Input records Start Marker

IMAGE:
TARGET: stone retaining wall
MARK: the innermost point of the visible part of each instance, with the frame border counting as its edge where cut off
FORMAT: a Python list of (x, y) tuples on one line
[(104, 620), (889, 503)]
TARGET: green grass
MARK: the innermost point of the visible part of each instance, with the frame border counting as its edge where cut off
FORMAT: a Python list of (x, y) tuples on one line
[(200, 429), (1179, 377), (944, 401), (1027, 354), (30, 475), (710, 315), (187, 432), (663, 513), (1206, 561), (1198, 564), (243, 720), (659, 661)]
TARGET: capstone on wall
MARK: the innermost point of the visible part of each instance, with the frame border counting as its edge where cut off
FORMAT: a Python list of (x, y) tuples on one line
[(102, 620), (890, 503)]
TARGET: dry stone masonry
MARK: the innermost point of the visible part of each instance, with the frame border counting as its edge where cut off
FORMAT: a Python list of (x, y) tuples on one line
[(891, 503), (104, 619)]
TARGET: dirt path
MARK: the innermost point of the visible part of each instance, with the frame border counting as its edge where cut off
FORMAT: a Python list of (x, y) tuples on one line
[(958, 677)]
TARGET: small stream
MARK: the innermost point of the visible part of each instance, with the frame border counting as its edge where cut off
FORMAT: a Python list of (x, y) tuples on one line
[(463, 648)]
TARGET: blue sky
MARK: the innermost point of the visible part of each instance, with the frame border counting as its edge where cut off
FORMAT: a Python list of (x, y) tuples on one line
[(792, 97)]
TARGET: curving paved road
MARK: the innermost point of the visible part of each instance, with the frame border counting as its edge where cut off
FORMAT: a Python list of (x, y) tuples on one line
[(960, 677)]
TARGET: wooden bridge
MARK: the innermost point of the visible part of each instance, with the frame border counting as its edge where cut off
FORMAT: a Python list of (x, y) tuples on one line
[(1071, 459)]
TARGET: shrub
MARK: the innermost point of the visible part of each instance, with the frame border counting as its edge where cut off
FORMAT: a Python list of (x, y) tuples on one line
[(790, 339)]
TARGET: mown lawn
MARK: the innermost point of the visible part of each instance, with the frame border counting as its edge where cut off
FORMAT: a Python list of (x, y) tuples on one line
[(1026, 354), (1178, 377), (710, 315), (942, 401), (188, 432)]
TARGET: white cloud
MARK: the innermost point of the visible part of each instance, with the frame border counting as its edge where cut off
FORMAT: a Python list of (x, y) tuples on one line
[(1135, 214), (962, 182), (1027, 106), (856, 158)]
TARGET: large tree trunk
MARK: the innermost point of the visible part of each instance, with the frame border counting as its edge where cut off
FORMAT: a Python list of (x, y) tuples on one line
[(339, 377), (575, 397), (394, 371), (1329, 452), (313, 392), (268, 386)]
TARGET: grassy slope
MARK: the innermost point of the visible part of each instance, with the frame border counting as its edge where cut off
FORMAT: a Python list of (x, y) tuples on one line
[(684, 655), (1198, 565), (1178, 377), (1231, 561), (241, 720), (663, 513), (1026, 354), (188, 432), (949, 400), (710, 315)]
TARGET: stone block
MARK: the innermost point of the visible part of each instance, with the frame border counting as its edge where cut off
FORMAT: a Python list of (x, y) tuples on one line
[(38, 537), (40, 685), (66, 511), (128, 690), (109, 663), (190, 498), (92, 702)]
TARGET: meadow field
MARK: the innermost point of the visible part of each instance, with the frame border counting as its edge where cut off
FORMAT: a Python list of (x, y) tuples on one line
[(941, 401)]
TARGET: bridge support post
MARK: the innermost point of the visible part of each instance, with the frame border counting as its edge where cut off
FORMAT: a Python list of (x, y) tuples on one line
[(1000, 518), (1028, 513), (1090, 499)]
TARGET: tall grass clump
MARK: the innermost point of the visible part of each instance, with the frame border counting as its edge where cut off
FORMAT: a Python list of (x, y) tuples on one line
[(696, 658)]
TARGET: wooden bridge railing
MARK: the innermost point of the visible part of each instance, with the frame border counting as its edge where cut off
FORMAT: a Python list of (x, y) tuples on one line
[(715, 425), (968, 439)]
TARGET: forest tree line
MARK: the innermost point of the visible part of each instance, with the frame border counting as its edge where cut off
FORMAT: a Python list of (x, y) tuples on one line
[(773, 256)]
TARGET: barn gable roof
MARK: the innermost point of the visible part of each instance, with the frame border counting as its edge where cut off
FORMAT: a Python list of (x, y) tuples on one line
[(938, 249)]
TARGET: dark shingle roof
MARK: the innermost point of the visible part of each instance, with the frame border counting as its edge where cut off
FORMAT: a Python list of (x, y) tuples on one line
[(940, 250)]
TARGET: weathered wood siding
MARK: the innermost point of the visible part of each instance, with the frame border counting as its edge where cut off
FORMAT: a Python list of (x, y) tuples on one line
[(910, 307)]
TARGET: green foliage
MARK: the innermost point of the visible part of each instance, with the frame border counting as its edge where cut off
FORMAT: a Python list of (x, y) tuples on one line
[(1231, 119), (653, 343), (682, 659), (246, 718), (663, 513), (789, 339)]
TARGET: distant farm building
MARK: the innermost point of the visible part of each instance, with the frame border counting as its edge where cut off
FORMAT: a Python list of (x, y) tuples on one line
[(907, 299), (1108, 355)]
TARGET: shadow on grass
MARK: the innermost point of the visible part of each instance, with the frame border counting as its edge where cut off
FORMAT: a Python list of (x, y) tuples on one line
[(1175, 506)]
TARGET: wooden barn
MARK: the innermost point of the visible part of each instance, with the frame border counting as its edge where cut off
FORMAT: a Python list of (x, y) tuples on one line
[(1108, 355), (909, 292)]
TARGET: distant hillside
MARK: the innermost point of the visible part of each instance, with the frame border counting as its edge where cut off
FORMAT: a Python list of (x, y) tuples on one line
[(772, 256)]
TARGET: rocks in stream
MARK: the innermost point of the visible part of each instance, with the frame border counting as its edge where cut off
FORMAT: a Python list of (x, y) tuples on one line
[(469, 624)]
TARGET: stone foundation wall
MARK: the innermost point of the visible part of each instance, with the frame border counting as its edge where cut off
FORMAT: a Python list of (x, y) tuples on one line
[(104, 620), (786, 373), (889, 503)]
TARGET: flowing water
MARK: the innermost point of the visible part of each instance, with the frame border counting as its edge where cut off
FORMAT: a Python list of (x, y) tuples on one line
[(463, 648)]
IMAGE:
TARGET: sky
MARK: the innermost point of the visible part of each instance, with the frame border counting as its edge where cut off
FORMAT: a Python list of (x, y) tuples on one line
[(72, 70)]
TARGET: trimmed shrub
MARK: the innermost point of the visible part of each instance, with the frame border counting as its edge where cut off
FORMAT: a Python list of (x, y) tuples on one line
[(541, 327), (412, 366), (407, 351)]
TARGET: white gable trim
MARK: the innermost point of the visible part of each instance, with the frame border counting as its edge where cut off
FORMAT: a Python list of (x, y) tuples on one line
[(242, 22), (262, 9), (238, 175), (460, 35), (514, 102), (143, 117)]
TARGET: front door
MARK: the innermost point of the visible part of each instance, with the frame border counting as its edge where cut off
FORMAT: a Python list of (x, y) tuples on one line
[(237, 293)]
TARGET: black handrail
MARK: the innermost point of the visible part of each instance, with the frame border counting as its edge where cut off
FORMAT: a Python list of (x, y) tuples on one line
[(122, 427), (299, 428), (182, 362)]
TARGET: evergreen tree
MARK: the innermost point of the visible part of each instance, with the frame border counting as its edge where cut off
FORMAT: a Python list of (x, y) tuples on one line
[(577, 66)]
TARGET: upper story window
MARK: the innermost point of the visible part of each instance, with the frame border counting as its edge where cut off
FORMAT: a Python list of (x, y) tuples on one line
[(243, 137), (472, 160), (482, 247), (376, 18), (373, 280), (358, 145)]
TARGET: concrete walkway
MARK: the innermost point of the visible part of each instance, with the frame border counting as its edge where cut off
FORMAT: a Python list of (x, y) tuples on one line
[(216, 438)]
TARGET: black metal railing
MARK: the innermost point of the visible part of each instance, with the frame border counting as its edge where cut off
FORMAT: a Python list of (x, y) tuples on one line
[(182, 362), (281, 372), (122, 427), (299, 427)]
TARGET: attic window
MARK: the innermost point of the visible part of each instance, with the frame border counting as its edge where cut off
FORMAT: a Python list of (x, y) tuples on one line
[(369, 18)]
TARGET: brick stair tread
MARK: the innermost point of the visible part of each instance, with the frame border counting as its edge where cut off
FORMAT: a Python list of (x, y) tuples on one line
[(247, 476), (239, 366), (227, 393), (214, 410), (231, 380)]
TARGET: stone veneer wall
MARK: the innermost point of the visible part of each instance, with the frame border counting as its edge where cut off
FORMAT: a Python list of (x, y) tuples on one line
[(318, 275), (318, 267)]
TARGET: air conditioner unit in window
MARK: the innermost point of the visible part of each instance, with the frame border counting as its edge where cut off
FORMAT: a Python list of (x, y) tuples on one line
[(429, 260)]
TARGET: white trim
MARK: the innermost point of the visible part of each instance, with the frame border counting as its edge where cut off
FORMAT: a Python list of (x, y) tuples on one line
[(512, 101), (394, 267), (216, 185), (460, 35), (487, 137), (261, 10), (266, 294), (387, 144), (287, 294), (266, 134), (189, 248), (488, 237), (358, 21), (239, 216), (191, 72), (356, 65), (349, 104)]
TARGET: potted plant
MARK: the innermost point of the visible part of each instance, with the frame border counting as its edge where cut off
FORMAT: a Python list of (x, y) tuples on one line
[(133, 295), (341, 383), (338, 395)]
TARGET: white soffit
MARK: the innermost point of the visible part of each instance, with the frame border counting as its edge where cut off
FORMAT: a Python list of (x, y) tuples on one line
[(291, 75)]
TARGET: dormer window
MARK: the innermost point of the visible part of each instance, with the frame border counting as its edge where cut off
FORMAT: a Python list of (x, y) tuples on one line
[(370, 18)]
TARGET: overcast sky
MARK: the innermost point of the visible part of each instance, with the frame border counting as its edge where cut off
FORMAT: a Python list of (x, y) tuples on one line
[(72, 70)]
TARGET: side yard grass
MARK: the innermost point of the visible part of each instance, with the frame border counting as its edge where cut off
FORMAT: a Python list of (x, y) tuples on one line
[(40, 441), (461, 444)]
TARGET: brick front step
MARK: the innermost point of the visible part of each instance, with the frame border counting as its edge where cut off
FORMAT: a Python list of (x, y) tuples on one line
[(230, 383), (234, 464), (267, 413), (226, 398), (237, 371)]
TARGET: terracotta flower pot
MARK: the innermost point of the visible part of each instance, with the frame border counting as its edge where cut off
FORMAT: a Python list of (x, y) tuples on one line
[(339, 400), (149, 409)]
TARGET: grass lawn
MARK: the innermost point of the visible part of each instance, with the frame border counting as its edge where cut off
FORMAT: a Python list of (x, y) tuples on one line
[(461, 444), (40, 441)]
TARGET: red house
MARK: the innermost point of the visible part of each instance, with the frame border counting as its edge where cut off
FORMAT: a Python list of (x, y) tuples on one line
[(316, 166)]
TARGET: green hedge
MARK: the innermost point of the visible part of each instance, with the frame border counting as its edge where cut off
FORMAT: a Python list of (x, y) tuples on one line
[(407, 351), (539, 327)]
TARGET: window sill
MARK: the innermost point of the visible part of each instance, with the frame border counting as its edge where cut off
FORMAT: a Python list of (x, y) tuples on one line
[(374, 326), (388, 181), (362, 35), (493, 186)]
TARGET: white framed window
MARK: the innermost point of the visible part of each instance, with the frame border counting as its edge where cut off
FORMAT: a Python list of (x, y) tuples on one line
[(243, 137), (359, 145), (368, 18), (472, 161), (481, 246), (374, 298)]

Input records End Marker

The problem
Would you please write out, exactly and with no other lines, the stretch of the listing above from the line containing "TARGET: dormer window" through the line containing "TARGET: green hedge"?

Solution to the problem
TARGET: dormer window
MARK: the innermost point of the visible part of each instance, with the frame border counting as its edge where cut off
FORMAT: a Python list of (x, y) tuples on one line
[(370, 18)]
TARGET: overcast sky
MARK: the innermost point of the visible part of each instance, with the frame border counting as its edge where cut off
FORMAT: a Python list of (x, y) tuples on one line
[(72, 70)]
TARGET: side yard grass
MARK: the innermost point of the visible part of each instance, with the frame border counting as its edge where cut off
FORMAT: a Python list of (x, y) tuples on one line
[(40, 441), (461, 444)]
TARGET: brick front step
MARK: the innermost point of the visible part of each instance, with the frame border counting as its edge where cut off
FORMAT: a Python list of (x, y) tuples on one line
[(230, 383), (234, 464), (267, 413), (226, 398), (237, 371)]
TARGET: terracotta flower pot
MARK: the innermost point of the visible part of each instance, with the frame border counting as its edge where cut off
FORMAT: a Python list of (x, y) tuples on one line
[(339, 400), (149, 409)]
TARGET: grass lawn
MARK: the innermost point of the visible part of each instance, with the frame border counting as its edge where cut off
FORMAT: a Python list of (x, y) tuples on one line
[(461, 444), (40, 441)]
TARGET: red house
MARK: the innermost point of the visible part of each instance, with the frame border counting as its edge where cut off
FORMAT: a Python list of (x, y) tuples on one line
[(316, 166)]
TARGET: green hedge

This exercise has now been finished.